# Work instructions
Restate the data exactly as given and keep the pictures out.
▬▬▬▬▬▬▬▬▬▬
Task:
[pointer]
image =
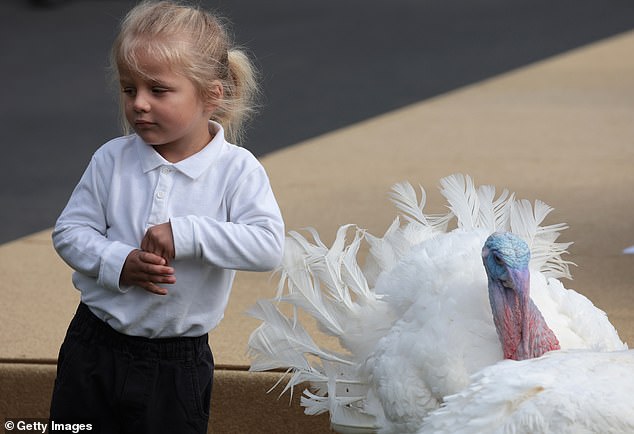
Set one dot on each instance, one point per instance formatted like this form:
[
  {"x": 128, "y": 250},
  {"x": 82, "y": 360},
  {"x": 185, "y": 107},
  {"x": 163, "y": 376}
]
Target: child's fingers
[{"x": 153, "y": 288}]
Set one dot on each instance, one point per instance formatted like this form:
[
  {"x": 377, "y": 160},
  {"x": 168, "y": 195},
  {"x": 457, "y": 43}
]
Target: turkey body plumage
[
  {"x": 415, "y": 323},
  {"x": 564, "y": 392}
]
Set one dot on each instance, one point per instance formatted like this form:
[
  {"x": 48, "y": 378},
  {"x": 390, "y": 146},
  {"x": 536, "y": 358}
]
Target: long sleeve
[
  {"x": 251, "y": 238},
  {"x": 80, "y": 234}
]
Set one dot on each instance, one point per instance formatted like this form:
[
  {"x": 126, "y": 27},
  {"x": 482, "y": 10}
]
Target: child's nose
[{"x": 141, "y": 103}]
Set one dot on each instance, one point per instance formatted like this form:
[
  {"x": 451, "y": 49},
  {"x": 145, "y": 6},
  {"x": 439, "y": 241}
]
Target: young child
[{"x": 157, "y": 226}]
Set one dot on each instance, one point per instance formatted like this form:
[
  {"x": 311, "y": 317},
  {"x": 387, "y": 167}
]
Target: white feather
[
  {"x": 576, "y": 392},
  {"x": 414, "y": 322}
]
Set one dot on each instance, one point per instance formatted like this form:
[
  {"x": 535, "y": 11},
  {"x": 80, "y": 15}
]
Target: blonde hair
[{"x": 197, "y": 44}]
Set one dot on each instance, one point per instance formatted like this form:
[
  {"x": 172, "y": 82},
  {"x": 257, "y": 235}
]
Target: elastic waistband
[{"x": 87, "y": 326}]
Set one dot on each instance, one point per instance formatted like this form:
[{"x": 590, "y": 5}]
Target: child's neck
[{"x": 174, "y": 154}]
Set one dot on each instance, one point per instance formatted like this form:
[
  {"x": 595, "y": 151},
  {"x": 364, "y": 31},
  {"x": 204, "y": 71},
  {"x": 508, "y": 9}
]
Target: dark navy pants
[{"x": 125, "y": 384}]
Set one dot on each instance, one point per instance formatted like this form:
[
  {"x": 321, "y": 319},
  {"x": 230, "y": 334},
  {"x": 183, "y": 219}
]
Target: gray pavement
[{"x": 324, "y": 65}]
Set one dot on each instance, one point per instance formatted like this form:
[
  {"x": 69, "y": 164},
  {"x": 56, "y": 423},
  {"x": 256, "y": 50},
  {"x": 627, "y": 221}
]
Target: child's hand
[
  {"x": 160, "y": 241},
  {"x": 146, "y": 269}
]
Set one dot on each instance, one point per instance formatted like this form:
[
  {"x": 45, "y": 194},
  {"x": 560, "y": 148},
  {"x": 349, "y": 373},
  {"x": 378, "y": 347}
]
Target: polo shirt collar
[{"x": 192, "y": 166}]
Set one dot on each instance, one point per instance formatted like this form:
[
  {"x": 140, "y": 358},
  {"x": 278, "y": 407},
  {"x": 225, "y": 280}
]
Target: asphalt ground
[{"x": 324, "y": 65}]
▬▬▬▬▬▬▬▬▬▬
# Exercise response
Task:
[pointer]
image =
Set one dot on each instance, one point per instance formatted like this form:
[
  {"x": 128, "y": 250},
  {"x": 82, "y": 360},
  {"x": 185, "y": 107},
  {"x": 163, "y": 376}
]
Target: child's fingers
[{"x": 153, "y": 288}]
Set one dot on each instance, one point per instance formatted like this form:
[
  {"x": 377, "y": 160},
  {"x": 168, "y": 195},
  {"x": 457, "y": 43}
]
Target: turkey body plumage
[
  {"x": 415, "y": 323},
  {"x": 564, "y": 392}
]
Set one dot on each instance, one point per instance formatted like this form:
[
  {"x": 48, "y": 378},
  {"x": 390, "y": 146},
  {"x": 536, "y": 358}
]
Target: long sleeve
[
  {"x": 251, "y": 238},
  {"x": 80, "y": 234}
]
Set one dot on each instance, one point per instance formatted like this form:
[
  {"x": 126, "y": 27},
  {"x": 482, "y": 10}
]
Target: child's nose
[{"x": 141, "y": 103}]
Set one dot on each instance, one point per instance formatted like this form:
[
  {"x": 451, "y": 49},
  {"x": 145, "y": 6},
  {"x": 439, "y": 241}
]
Target: young child
[{"x": 157, "y": 226}]
Set one dot on each instance, one point per instance formatted like this form:
[
  {"x": 311, "y": 317},
  {"x": 387, "y": 167}
]
Target: white feather
[
  {"x": 576, "y": 392},
  {"x": 414, "y": 322}
]
Set one dot on each instance, one point per instance formatted like this form:
[
  {"x": 535, "y": 11},
  {"x": 80, "y": 15}
]
Target: blonde hair
[{"x": 197, "y": 44}]
Set one dot on each instance, one point per instance formatted like this form:
[
  {"x": 172, "y": 82},
  {"x": 257, "y": 235}
]
Target: elastic waistband
[{"x": 87, "y": 326}]
Set one dot on each instance, one point per instance formatted like this form:
[{"x": 590, "y": 5}]
Target: child's neck
[{"x": 174, "y": 154}]
Set one dot on each instance, one point per instance formatted like this form:
[
  {"x": 595, "y": 151},
  {"x": 364, "y": 31},
  {"x": 204, "y": 71},
  {"x": 508, "y": 9}
]
Target: dark navy pants
[{"x": 125, "y": 384}]
Set one dot on each instance, one point per instance formatted like this form:
[
  {"x": 321, "y": 319},
  {"x": 230, "y": 334},
  {"x": 183, "y": 219}
]
Target: gray pavement
[{"x": 324, "y": 65}]
Set one dot on each instance, one point per instance formatted like this form:
[
  {"x": 69, "y": 164},
  {"x": 56, "y": 423},
  {"x": 256, "y": 50},
  {"x": 627, "y": 221}
]
Target: child's hand
[
  {"x": 160, "y": 241},
  {"x": 146, "y": 269}
]
Set one dot on each instance, one point per instance formatted like this form:
[
  {"x": 45, "y": 194},
  {"x": 560, "y": 148},
  {"x": 349, "y": 373},
  {"x": 378, "y": 347}
]
Target: polo shirt collar
[{"x": 192, "y": 166}]
Set one dot on each instance, one point per instance formatted like this form:
[
  {"x": 140, "y": 358},
  {"x": 278, "y": 407},
  {"x": 225, "y": 280}
]
Target: asphalt ground
[{"x": 324, "y": 65}]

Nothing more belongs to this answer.